▸ **Instruction**: Put every one of the items below into a two-column CSV headed task_text,answer, with one row per item holding its full text and its answer. Wrap each field in double quotes and replace any line breaks inside a field with spaces.

▸ **Records for processing**:

******

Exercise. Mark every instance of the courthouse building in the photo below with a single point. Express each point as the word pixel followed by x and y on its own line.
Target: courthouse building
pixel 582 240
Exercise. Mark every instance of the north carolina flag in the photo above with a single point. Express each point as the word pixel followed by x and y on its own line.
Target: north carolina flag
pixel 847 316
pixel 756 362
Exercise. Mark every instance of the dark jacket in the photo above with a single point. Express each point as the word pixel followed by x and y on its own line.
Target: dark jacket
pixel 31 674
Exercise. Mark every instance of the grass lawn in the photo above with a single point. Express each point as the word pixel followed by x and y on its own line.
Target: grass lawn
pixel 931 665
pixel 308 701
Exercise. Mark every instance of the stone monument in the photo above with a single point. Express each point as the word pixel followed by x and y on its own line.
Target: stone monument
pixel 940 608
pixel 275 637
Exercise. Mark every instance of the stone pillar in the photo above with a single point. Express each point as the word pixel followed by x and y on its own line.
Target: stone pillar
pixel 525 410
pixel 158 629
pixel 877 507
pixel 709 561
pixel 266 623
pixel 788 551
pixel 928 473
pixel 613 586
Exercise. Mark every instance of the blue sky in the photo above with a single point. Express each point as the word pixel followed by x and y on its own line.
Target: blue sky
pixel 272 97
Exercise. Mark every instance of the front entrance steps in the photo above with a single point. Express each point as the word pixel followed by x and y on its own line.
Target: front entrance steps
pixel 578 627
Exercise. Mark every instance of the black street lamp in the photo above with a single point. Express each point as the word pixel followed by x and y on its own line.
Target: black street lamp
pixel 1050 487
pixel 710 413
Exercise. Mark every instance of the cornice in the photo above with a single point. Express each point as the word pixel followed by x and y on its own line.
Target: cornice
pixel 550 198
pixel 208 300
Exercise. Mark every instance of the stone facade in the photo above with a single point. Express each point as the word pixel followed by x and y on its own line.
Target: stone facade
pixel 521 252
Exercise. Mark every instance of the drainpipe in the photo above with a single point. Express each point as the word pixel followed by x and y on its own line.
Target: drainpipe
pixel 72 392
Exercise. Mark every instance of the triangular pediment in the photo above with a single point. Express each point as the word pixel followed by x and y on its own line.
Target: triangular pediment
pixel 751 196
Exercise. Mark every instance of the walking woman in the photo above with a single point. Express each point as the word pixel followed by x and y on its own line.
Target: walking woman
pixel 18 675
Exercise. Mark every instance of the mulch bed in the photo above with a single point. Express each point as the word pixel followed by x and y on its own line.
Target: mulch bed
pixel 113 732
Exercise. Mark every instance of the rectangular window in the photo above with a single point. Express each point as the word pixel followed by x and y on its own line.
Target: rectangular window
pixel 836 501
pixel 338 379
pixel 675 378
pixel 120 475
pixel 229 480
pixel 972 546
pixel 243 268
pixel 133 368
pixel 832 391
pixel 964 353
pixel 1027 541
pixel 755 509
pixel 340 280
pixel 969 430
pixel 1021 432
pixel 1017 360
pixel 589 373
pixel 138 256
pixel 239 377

******

▸ **Exercise solution**:
task_text,answer
"Exercise. Mark every instance of the courthouse building in the photo below with a single point. Express each point as the word pixel followed by x and y on its own line. Target: courthouse building","pixel 582 240"
"Exercise. Mark every instance of the north carolina flag in the photo above with a single point. Express each point as the word pixel followed by x and y on its own line. Target: north carolina flag","pixel 847 316 pixel 756 362"
"Exercise. Mark every instance of the dark jacket in the photo above with a single point. Express each point as the word pixel followed by x and y on its own line. Target: dark jacket","pixel 31 674"
"Exercise. Mark every instance of the grass lawn in the photo above with a single point. Express each point as the word pixel followed by x and y on its own line. Target: grass lawn","pixel 931 665 pixel 308 701"
"Exercise. Mark every instance of the stone monument in the photo above with a single point. Express each point as the word pixel followed by x and y on its own line. Target: stone monument","pixel 940 608 pixel 275 637"
"Exercise. Mark every instance of the stone pillar in the photo above with a single point. Express each point as the word pixel followed by x and y on its own line. Target: stone pillar","pixel 525 410 pixel 158 629 pixel 877 507 pixel 709 561 pixel 266 623 pixel 788 551 pixel 928 473 pixel 613 586"
"Exercise. Mark every instance of the blue sky in the photo above with a single point. Express each point as the word pixel followed by x and y on its own line. Target: blue sky","pixel 272 97"
"Exercise. Mark every instance of the front entrance steps in the photo above with a single point. Express each point as the word pixel followed by x and y on its own line. Target: front entrance steps","pixel 578 627"
"Exercise. Mark every instance of the black street lamp in the photo above with a single point. Express each point as the word pixel followed by x and y on its own line. Target: black street lamp","pixel 1050 487 pixel 710 413"
"Exercise. Mark every instance of the cornice in the photo above with a single point. Express each point as the word pixel followed by x and y on its own line. Target: cornice","pixel 550 198 pixel 208 300"
"Exercise. Mark every instance of the stone facade in the photo above with a single point. Express each point as the word pixel followed by x and y on its own line. Target: stone facade","pixel 521 252"
"Exercise. Mark every instance of the drainpipe in the photo above with a single point. Express each point as the word pixel followed by x and y on its own line. Target: drainpipe","pixel 72 392"
"Exercise. Mark every instance of the triangular pediment in the photo above with a single point. Express each point as the word pixel followed by x and y on its own line. Target: triangular pediment","pixel 751 196"
"Exercise. Mark every instance of the walking woman in the photo above with a single point. Express each point as the word pixel followed by x and y on its own line. Target: walking woman","pixel 18 675"
"Exercise. Mark every instance of the mulch bed in the photo above with a single point. Express each point as the word pixel followed by x and y on its own line. Target: mulch bed","pixel 113 732"
"Exercise. Mark every instance of the rectangular window in the photo above with a single point. Express each point as the word pixel followed by x and y on its own line. Target: rectangular window","pixel 836 501 pixel 338 379 pixel 675 378 pixel 120 475 pixel 229 480 pixel 972 546 pixel 243 268 pixel 133 368 pixel 832 391 pixel 964 353 pixel 1027 541 pixel 755 509 pixel 340 280 pixel 969 430 pixel 1021 432 pixel 1017 360 pixel 589 373 pixel 138 256 pixel 239 377"